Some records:
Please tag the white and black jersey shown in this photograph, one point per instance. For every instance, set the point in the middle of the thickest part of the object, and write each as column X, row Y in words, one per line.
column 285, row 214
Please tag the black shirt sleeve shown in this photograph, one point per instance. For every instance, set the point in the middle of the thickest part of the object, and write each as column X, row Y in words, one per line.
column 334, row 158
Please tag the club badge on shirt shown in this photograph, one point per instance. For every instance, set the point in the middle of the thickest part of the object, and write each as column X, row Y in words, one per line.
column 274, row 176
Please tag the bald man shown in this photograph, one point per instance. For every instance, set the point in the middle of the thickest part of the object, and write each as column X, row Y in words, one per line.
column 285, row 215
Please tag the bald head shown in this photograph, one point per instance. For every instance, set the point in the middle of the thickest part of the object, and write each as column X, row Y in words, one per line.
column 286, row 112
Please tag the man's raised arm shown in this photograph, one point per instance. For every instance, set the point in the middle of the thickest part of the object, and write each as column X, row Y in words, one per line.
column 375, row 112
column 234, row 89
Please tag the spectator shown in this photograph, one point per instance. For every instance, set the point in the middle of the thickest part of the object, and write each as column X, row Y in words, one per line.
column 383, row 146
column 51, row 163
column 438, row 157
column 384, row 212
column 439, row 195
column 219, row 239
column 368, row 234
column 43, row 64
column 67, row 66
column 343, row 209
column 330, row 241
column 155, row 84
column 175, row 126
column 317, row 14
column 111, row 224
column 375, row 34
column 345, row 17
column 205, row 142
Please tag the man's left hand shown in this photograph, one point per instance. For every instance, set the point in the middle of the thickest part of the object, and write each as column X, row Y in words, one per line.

• **TO DO**: Write every line of the material above again, exactly.

• **WORKED SOLUTION**:
Please tag the white and black jersey shown in this photograph, one point per instance. For every instance, set the point in the middle of the thickest part of the object, and write each as column X, row Y in words, one per line.
column 285, row 214
Please tag the black shirt sleeve shown in this photograph, one point per instance. For every instance, set the point in the middle of the thickest part of the object, and write each as column X, row Y in words, one per line.
column 334, row 158
Please tag the club badge on shirt shown in this photograph, one point per instance. For every instance, set the point in the middle of the thickest part of the object, and write each as column X, row Y in words, one per line.
column 274, row 176
Please tag the bald man shown in this photograph, one point per instance. For every instance, set the point in the middle of the thickest part of the object, and write each as column X, row Y in words, one per line.
column 285, row 215
Please tag the bald head shown in this photograph, one point per instance. For every instance, set the point in the middle of the thickest part of the object, and write each as column X, row Y in words, one per line.
column 286, row 112
Please tag the man's raised arm shown in this photograph, one point per instance. For every instance, set the point in the middle of the thickest part of the object, and write each as column X, row Y in words, one per line.
column 375, row 112
column 234, row 89
Please tag the spectator shown in this photograph, one point per instance. For every instance, set the point in the middle of the thickest part of the object, and write each as column X, row Y in words, one per line.
column 383, row 146
column 51, row 163
column 438, row 157
column 384, row 212
column 439, row 195
column 219, row 239
column 368, row 234
column 43, row 64
column 67, row 66
column 343, row 209
column 330, row 241
column 155, row 84
column 175, row 126
column 317, row 14
column 111, row 224
column 375, row 34
column 345, row 17
column 205, row 142
Please tag the man's left hand shown in this photograph, one point per instance. For every instance, set the point in the middle of the thickest part of the object, and write each as column X, row Y in words, one per line.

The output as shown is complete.